Hazelcast IMDG is tightly integrated into the Kubernetes ecosystem thanks to the Hazelcast Kubernetes plugin. In previous blog posts, we shared how to use auto-discovery for the embedded Hazelcast and steps for scaling it up and down using native kubectl commands. In this post, we’ll focus on another useful feature, Rolling Upgrade. You can apply it to your Hazelcast cluster no matter if you use client-server or embedded Hazelcast and regardless of whether you deploy using Kubernetes StatefulSet or Deployment. Everything is, as always with Hazelcast, intuitive and straightforward.

Rolling Upgrade StatefulSet

The preferred way of deploying Hazelcast on Kubernetes is using StatefulSet. As an example, you can start a cluster using a Helm Chart or Kubernetes Code Sample.

When you decide to update the Hazelcast Docker image version in your Kubernetes configuration, then Kubernetes automatically performs the Rolling Upgrade procedure:

  • Send SIGTERM signal to Pod N
  • Wait maximum terminationGracePeriodSeconds (30 seconds by default)
  • Send SIGKILL signal to Pod N
  • Start new Pod N
  • Wait until new Pod N is ready
  • Send SIGTERM signal to Pod N-1
  • Wait maximum terminationGracePeriodSeconds (30 seconds by default)
  • Send SIGKILL signal to Pod N-1

This procedure continues until all Pods are replaced with their new versions.

Note that Hazelcast’s default reaction to the SIGTERM signal is to terminate the instance suddenly. So now, if Pod N stores some data and the only backup of this data is stored in Pod N-1, then Kubernetes may terminate both Pods before they manage to migrate the data to the remaining members. Such a scenario means that the default behavior may result in data loss during the Rolling Upgrade procedure.

The solution for that is to enable Graceful Shutdown for Hazelcast members and to increase the termination grace period to a value that guarantees the migration’s completion in the given time. We can do it with the following Kubernetes configuration:

apiVersion: apps/v1
kind: StatefulSet
spec:
  ...
  template:
    spec:
      terminationGracePeriodSeconds: 600
      containers:
      - name: hazelcast
        ...
        - name: JAVA_OPTS
          value: "-Dhazelcast.shutdownhook.policy=GRACEFUL -Dhazelcast.graceful.shutdown.max.wait=600"
          ...
########################################
> _Objective_
For each statement, state yes or no on whether it agrees with the excerpt on Hazelcast rolling upgrades, and quote the words of the excerpt that decide it. 1. By default, terminationGracePeriodSeconds is 30 seconds. 2. By default, Hazelcast responds to the SIGTERM signal by shutting down gracefully. 3. Rolling Upgrade can be applied only when Hazelcast is deployed with a StatefulSet. The lines that come next have no connection to the excerpt.

> _Position identification records_
########################################
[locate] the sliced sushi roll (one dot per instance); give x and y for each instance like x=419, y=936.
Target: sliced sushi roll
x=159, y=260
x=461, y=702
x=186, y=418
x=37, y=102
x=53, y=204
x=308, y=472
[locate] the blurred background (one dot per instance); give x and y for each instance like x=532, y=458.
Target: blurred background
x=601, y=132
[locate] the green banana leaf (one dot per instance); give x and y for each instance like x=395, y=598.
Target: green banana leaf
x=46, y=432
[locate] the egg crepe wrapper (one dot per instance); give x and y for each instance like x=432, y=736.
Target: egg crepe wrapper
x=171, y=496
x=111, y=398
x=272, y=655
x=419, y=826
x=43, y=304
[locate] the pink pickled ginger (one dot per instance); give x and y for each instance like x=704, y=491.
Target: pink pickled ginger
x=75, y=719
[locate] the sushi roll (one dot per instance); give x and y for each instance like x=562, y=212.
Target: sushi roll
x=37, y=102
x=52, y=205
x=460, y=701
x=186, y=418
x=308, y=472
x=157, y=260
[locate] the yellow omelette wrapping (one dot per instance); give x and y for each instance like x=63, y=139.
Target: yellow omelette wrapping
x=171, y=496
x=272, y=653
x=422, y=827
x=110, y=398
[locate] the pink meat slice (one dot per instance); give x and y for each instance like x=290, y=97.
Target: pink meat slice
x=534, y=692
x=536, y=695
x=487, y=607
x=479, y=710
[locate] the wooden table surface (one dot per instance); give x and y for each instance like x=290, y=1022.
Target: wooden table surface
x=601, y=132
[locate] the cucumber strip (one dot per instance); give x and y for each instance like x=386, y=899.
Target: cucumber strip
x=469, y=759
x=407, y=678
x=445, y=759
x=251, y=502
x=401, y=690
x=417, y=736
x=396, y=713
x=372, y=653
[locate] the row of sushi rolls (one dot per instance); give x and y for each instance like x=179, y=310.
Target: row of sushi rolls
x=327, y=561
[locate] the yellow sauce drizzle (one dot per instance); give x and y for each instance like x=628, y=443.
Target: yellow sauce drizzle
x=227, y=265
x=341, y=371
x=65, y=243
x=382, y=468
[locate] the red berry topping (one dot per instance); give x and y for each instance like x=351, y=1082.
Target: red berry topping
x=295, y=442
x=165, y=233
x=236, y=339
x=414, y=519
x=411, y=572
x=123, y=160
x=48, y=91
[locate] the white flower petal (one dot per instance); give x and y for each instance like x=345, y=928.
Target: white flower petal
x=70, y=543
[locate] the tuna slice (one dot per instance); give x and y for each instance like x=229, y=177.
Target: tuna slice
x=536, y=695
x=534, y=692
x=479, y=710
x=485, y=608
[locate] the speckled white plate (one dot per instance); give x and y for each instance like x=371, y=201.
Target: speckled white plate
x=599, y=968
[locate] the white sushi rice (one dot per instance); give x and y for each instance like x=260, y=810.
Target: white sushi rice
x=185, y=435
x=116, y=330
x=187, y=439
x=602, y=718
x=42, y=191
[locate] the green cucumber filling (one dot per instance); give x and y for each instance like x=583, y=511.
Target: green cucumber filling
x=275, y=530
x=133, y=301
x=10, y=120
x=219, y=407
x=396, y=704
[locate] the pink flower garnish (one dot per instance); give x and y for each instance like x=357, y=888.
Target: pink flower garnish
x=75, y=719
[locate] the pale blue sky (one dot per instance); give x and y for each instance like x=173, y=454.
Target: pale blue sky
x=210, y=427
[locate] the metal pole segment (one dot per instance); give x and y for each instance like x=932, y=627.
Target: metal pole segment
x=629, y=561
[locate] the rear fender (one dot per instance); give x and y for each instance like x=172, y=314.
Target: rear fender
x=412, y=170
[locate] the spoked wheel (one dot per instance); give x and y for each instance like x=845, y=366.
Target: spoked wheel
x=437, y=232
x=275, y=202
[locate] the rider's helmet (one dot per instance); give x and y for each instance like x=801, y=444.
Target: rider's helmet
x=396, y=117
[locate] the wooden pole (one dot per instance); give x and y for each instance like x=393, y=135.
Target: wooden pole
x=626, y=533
########################################
> _Task solution_
1. Yes: "Wait maximum terminationGracePeriodSeconds (30 seconds by default)"
2. No: "Hazelcast’s default reaction to the SIGTERM signal is to terminate the instance suddenly"
3. No: "regardless of whether you deploy using Kubernetes StatefulSet or Deployment"